TEXT SECTION
------------------------------
Posted on: Friday, Nov 14, 2014


The Boom Band


In the word’s of MC. Mark Singleton, “six weeks ago this year’s Carlisle Blues and Rock Festival was dead in the water”. Less than two months before the event was due to take place, the Swallow Hilltop Hotel announced that it was closing down and would not be available to host the festival or provide any accommodation. The festival organiser, Nick Westgarth, was faced with two options: pull the plug on the event or find an alternative venue and accommodation. It is to his eternal credit that he chose the second option; and he and his team of supporters deserve the highest praise and gratitude of the festival’s performers and punters for what they achieved against all the odds.

The musical events were held in two town centre venues: on Friday and Saturday evenings and on Sunday in The Venue, and on Saturday afternoon in the Club Rock. Accommodation was provided in a number of town centre hotels.

Friday Evening

The musical extravaganza exploded into action with a highly energetic set from Sparo & The Yahs, a heavy rocking quartet from Scotland. With considerably more than a hint of Paul Rodgers in his hugely impressive vocals, Sparo led a tireless charge, which was commendably matched by his band members. The unenviable task of following the initial impetus fell to The Little Devils, who were admirably unfazed and delivered a polished performance. The rich, powerful voice of Yoka, who also contributed instrumental cameos on flute and sax, was suitably backed by a splendid trio.
------------------------------
WORKING DATA
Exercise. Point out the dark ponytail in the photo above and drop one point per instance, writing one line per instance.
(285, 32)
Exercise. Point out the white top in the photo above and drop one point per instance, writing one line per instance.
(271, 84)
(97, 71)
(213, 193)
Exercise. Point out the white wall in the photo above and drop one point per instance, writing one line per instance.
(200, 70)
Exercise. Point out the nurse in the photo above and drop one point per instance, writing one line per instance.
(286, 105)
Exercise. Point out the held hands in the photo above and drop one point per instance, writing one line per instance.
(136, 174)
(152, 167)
------------------------------
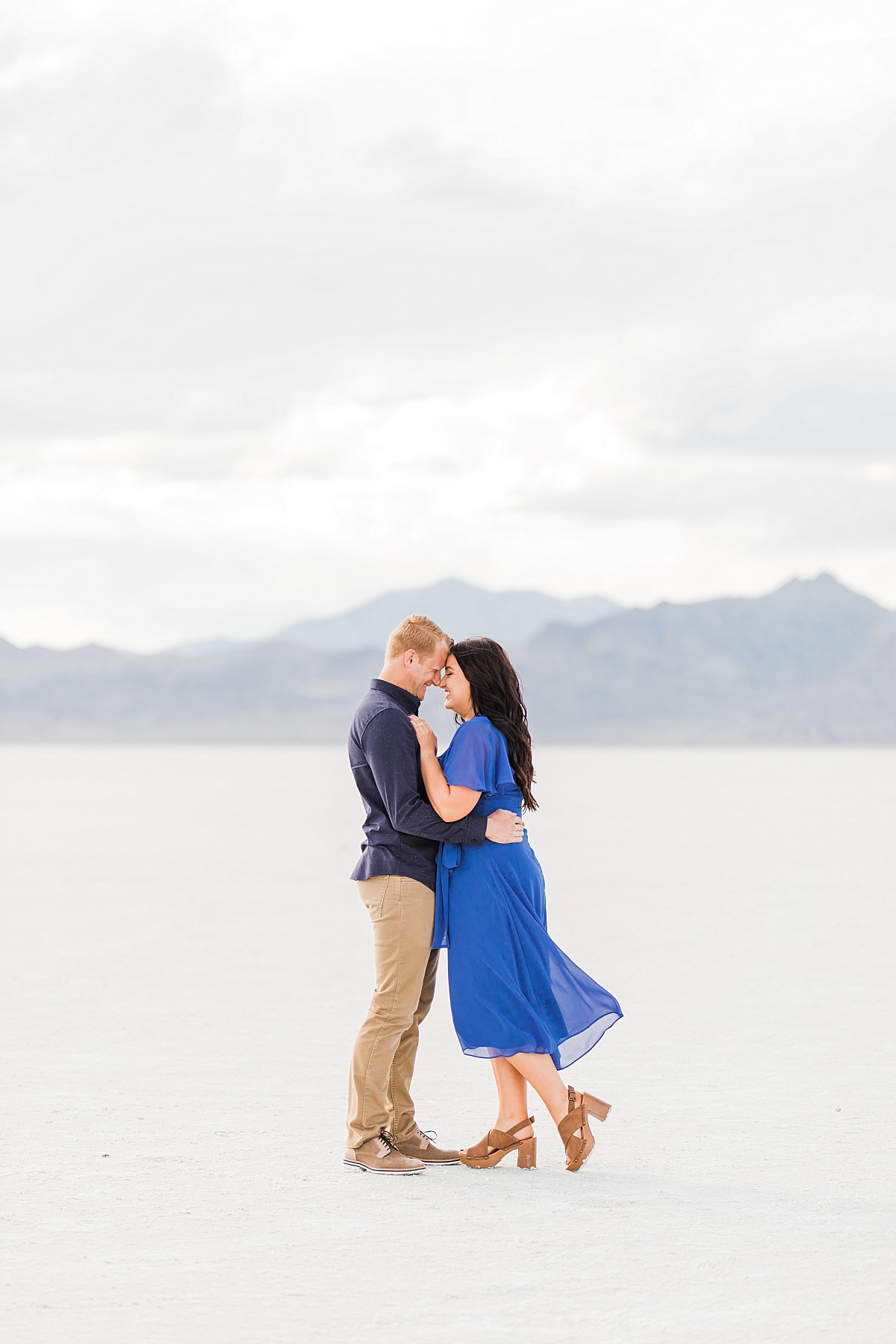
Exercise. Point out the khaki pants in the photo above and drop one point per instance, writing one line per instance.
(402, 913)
------------------------------
COMPLETE THE FOLLOWING
(1) Rewrite the paragraph of the festival review that begins "The musical events were held" as a bulleted list that keeps its main facts.
(2) Pick out and copy every line of the records that contains the word "white". Case counts.
The festival review and the records are unrelated.

TASK ANSWERS
(1)
- The music took place at two town centre venues.
- The Venue hosted the Friday and Saturday evening sessions and the Sunday session.
- The Club Rock hosted the Saturday afternoon session.
- Accommodation was spread across several town centre hotels.

(2)
Exercise. Point out the white top in the photo above and drop one point per instance, writing one line per instance.
Exercise. Point out the white wall in the photo above and drop one point per instance, writing one line per instance.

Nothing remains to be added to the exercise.